START WORKING DATA

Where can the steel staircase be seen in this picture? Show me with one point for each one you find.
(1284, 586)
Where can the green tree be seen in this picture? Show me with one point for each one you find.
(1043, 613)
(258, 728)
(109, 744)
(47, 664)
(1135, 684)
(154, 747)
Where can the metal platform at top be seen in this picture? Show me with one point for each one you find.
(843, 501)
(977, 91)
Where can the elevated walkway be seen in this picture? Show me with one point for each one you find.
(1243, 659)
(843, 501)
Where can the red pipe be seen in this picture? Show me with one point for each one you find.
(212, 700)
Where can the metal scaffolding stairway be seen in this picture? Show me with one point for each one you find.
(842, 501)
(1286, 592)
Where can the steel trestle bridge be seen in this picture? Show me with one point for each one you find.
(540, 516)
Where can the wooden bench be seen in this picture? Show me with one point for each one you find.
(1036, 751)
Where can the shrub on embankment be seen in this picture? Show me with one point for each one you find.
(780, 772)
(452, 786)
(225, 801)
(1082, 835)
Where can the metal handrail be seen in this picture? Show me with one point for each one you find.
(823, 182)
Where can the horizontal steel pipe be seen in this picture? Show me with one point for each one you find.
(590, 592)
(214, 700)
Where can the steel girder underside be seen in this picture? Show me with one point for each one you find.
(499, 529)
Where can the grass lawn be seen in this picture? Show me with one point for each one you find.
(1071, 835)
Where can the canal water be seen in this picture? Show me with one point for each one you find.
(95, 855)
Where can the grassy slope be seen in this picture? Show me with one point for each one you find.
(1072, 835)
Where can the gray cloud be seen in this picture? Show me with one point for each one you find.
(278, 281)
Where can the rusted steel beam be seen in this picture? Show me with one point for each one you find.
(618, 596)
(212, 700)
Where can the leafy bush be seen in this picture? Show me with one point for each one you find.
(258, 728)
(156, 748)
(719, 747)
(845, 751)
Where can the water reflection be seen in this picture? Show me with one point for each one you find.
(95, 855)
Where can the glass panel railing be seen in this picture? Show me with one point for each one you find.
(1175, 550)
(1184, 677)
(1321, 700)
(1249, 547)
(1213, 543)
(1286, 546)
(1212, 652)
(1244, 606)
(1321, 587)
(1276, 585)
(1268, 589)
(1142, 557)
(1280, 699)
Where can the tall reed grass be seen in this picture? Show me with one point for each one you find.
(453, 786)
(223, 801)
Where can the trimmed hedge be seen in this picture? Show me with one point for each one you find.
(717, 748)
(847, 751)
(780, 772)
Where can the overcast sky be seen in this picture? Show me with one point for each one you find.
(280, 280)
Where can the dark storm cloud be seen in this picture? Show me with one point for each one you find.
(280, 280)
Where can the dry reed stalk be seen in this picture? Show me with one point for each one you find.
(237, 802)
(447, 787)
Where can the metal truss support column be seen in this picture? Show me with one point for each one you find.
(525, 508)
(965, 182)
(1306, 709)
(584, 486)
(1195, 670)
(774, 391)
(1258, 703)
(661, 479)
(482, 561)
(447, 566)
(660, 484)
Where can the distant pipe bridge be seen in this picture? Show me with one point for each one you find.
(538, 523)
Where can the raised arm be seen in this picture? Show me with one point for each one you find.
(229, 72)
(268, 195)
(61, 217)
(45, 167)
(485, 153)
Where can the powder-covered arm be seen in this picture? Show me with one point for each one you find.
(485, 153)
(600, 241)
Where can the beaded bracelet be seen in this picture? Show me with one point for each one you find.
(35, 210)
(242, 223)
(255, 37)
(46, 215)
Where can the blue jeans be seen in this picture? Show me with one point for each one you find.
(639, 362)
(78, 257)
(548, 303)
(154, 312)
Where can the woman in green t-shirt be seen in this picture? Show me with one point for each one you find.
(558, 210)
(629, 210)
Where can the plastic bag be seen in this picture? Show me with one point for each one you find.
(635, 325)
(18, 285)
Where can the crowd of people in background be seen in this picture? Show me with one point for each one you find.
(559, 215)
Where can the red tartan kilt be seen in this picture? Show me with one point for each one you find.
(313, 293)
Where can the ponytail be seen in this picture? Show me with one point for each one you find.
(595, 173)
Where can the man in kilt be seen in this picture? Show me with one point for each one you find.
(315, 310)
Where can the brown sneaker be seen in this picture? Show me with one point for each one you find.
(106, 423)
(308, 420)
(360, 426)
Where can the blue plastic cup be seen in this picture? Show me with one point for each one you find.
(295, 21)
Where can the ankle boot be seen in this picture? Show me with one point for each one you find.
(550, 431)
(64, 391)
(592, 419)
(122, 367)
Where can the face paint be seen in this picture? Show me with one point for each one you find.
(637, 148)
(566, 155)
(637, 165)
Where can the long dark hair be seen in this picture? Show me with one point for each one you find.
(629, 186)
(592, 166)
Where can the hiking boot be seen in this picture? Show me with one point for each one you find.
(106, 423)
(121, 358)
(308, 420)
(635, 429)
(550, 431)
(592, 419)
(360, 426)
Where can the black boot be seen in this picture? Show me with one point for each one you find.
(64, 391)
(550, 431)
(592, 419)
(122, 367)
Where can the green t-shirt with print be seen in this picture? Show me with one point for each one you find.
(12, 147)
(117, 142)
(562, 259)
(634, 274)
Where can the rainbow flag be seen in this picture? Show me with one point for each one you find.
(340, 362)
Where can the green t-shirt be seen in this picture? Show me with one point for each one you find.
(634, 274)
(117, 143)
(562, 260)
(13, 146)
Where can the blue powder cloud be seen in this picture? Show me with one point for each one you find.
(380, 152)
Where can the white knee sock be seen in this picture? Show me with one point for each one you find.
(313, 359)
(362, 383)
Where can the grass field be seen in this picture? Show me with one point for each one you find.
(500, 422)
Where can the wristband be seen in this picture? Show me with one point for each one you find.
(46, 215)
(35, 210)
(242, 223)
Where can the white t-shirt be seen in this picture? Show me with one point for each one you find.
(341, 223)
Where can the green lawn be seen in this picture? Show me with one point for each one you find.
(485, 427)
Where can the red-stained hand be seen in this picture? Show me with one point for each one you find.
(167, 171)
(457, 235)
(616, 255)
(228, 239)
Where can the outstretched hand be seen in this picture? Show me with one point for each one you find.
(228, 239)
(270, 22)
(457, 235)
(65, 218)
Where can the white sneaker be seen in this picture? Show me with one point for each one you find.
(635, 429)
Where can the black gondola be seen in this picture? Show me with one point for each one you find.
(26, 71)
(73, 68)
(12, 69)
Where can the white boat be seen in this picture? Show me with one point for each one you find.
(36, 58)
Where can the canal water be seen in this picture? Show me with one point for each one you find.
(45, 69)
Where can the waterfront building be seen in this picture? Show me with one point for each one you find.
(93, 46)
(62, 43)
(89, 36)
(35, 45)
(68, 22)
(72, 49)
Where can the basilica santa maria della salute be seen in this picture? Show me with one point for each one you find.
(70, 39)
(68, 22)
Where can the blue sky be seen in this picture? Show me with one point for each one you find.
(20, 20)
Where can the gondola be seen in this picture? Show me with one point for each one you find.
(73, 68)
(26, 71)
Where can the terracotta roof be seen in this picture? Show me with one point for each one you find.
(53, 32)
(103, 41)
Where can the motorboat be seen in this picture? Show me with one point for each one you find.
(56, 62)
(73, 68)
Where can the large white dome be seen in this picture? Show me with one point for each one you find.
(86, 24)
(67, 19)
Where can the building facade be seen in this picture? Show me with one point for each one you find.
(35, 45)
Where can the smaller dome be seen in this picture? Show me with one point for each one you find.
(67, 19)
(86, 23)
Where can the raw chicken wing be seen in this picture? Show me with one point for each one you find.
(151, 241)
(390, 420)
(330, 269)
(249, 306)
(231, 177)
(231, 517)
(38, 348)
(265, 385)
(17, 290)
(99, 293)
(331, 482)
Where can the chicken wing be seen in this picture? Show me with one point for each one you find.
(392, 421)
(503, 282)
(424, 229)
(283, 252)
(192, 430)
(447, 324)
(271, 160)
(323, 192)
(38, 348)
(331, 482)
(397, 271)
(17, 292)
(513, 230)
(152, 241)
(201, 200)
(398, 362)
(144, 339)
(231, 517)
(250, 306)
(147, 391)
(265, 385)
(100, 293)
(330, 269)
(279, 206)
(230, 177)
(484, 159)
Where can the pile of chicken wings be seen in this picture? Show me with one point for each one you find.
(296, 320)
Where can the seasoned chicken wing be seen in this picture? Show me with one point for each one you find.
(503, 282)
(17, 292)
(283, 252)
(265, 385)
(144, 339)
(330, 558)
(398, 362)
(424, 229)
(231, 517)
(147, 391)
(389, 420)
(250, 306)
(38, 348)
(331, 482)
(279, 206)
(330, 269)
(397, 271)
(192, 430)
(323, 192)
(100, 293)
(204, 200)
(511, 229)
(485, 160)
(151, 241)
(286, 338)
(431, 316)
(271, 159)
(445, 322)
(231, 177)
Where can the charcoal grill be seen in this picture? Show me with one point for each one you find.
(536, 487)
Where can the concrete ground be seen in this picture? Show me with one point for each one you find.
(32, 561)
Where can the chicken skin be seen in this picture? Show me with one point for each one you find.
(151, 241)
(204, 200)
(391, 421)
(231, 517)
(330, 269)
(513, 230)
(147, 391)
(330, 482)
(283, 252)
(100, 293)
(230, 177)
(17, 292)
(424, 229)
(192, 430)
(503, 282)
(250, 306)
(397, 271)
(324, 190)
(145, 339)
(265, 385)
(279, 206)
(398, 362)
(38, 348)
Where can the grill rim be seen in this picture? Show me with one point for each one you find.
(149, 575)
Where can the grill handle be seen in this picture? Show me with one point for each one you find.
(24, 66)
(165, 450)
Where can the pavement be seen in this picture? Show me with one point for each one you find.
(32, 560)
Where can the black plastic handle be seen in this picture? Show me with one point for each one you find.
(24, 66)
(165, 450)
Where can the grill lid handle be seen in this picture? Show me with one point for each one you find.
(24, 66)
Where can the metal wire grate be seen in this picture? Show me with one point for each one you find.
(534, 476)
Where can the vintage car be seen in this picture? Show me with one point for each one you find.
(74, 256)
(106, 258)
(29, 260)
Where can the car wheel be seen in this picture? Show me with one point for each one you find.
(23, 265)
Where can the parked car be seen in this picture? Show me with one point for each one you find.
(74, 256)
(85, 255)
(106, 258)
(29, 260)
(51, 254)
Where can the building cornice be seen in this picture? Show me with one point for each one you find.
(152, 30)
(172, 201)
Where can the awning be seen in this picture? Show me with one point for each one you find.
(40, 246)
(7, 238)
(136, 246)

END WORKING DATA

[JOB]: Reproduce verbatim the lines of the items from the one containing "Where can the concrete" through the last line of the items, both included.

[RESULT OF THIS EXERCISE]:
Where can the concrete ground be seen in this picture? Show me with one point for each one you find.
(32, 561)
Where can the chicken skin be seen in this picture? Show me with one point for each one you find.
(151, 241)
(204, 200)
(391, 421)
(231, 517)
(330, 269)
(513, 230)
(147, 391)
(330, 482)
(283, 252)
(100, 293)
(230, 177)
(17, 292)
(424, 229)
(192, 430)
(503, 282)
(250, 306)
(397, 271)
(324, 190)
(145, 339)
(265, 385)
(279, 206)
(398, 362)
(38, 348)
Where can the grill rim be seen in this picture? Show me with one point for each one you find.
(149, 575)
Where can the grill handle be seen in this picture? Show me with one point for each one you find.
(24, 66)
(165, 450)
Where can the pavement be seen in this picture? Show me with one point for each one you find.
(32, 560)
Where can the black plastic handle be seen in this picture? Show me with one point for each one you find.
(24, 66)
(165, 450)
Where can the grill lid handle be seen in this picture? Show me with one point for each one you find.
(24, 66)
Where can the metal wire grate be seen in this picture? Show me with one point for each one you find.
(534, 476)
Where can the vintage car be seen in this picture? Show me with one point for each one you find.
(74, 256)
(106, 258)
(29, 260)
Where can the car wheel be seen in this picture? Show me with one point for each one you find.
(23, 265)
Where can the parked car be seen in this picture? Show me with one point for each one you find.
(74, 256)
(85, 255)
(106, 258)
(29, 260)
(51, 254)
Where can the building cornice be seen in this picture? Show me with one point for each one you find.
(152, 30)
(172, 201)
Where can the awning be seen in this picture? Show me with one point for each one you find.
(40, 246)
(7, 238)
(136, 246)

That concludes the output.